GIVEN INFORMATION Block Start

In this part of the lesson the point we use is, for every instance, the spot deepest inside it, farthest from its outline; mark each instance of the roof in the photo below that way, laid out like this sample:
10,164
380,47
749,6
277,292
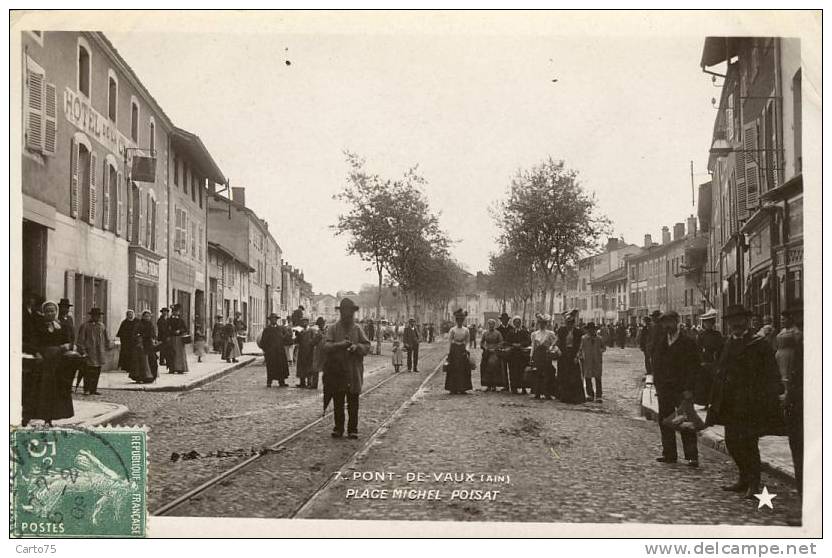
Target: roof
615,275
719,49
229,254
190,143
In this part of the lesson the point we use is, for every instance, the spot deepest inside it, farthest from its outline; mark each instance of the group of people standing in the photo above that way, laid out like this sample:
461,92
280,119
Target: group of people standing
54,355
751,380
141,341
566,364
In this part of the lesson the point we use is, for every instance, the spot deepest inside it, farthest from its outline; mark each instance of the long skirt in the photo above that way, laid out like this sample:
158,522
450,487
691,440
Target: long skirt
146,368
53,387
458,377
570,382
517,363
545,380
178,359
491,369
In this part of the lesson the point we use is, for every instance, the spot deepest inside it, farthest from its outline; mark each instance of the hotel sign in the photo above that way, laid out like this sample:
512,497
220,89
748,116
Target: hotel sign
79,113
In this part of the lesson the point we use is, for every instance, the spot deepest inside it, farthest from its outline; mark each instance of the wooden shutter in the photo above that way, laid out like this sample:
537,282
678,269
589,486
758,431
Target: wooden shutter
74,190
34,106
142,224
130,209
93,186
752,167
119,203
105,208
50,131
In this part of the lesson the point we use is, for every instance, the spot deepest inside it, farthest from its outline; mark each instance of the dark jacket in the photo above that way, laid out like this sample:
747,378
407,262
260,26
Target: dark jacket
748,385
411,337
675,366
710,344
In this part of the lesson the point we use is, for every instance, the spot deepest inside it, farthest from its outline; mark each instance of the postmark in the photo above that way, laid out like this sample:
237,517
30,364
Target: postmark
78,482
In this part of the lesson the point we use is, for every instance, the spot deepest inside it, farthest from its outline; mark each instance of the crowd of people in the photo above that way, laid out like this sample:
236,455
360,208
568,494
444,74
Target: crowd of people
750,380
564,364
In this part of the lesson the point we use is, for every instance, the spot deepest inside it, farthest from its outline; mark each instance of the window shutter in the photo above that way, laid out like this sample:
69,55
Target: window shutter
105,208
50,132
93,185
142,224
119,203
34,108
74,191
130,209
752,168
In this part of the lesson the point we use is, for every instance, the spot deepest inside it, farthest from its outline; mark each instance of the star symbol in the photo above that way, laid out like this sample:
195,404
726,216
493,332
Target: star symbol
765,498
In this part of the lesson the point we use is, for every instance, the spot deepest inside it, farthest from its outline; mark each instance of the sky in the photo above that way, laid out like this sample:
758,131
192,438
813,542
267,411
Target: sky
628,112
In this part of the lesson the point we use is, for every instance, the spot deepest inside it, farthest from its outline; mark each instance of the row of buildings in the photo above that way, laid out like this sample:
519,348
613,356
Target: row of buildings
745,245
123,209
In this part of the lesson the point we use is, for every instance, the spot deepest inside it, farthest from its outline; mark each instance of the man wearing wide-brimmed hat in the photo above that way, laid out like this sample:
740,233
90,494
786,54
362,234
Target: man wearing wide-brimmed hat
709,342
747,403
345,345
675,365
93,343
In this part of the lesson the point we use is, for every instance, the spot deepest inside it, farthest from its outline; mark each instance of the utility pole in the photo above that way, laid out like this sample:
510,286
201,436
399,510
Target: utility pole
692,190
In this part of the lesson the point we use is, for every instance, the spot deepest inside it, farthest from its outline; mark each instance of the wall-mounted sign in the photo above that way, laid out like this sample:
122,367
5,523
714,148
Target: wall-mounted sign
147,267
79,113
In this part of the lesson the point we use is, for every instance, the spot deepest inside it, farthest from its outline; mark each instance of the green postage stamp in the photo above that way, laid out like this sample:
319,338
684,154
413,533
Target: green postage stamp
78,482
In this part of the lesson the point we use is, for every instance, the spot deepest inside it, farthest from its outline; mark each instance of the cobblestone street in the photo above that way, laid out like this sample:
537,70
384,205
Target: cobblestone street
584,463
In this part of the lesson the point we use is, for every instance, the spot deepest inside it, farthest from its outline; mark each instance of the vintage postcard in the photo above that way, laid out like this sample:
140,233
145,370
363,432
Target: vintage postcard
428,273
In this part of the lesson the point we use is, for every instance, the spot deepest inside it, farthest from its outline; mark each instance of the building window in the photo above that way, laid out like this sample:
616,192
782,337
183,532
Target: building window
84,68
134,119
90,292
112,96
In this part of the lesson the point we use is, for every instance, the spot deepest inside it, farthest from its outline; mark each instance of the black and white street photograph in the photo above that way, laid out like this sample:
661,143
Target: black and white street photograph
519,273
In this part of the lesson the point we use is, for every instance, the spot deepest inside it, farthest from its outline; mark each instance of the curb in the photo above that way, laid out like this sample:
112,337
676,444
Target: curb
708,438
189,385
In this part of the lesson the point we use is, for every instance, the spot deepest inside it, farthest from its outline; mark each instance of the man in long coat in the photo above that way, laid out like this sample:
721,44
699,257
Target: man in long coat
746,400
675,365
410,340
274,340
345,345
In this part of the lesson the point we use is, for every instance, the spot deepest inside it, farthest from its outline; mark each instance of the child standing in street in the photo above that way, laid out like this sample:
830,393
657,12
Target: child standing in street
592,354
397,355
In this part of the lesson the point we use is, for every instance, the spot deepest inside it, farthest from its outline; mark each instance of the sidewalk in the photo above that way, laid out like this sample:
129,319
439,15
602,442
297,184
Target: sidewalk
774,450
211,368
90,413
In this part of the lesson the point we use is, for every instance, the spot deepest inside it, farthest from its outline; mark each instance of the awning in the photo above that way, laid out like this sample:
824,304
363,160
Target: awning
189,144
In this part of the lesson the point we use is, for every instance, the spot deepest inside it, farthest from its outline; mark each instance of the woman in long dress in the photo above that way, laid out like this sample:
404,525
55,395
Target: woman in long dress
145,369
274,340
306,353
570,385
491,367
178,329
318,354
544,350
458,376
54,388
127,336
520,343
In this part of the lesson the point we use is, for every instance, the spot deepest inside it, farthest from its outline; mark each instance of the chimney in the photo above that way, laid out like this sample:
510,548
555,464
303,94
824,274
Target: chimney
691,226
678,231
238,194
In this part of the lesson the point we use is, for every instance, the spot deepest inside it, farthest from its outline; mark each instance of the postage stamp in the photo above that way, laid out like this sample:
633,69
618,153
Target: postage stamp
78,482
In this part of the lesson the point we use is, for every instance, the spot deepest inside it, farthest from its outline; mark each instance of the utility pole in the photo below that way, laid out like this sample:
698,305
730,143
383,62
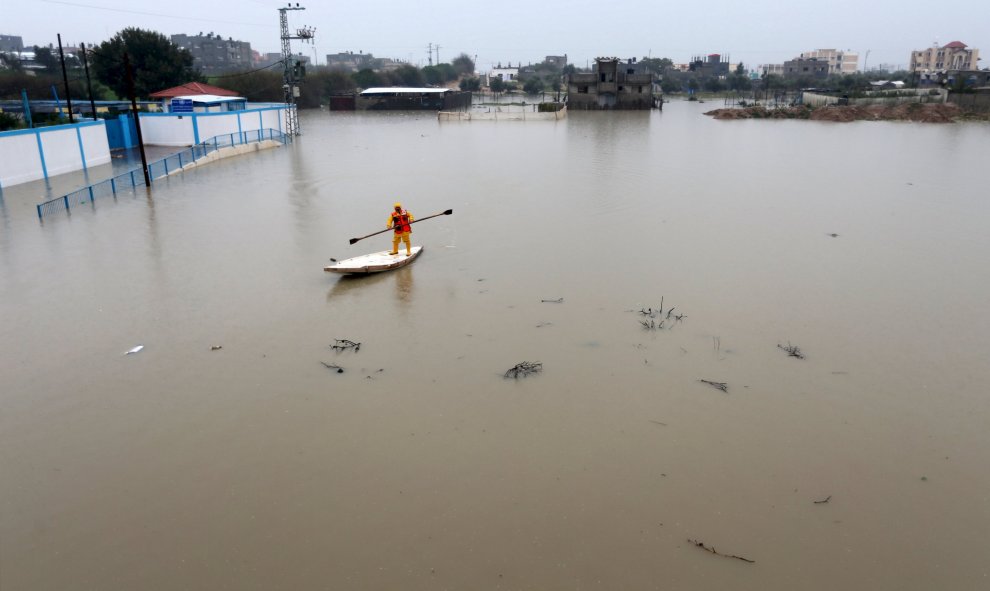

GIVEN INFORMATION Block End

▸ PROBLEM DETAILS: The lines from the one containing "pole in the photo below" through the last line of the records are what you should copy, word for word and nothing else, with pictures left out.

▸ REPLY TO THE EXERCISE:
In this part of the lesson the point we use is, for every instance, the spot deepest inside it, farthest from its outline; mark each instance of the utility pole in the photo below that way, laid out like this sample:
698,305
730,143
383,62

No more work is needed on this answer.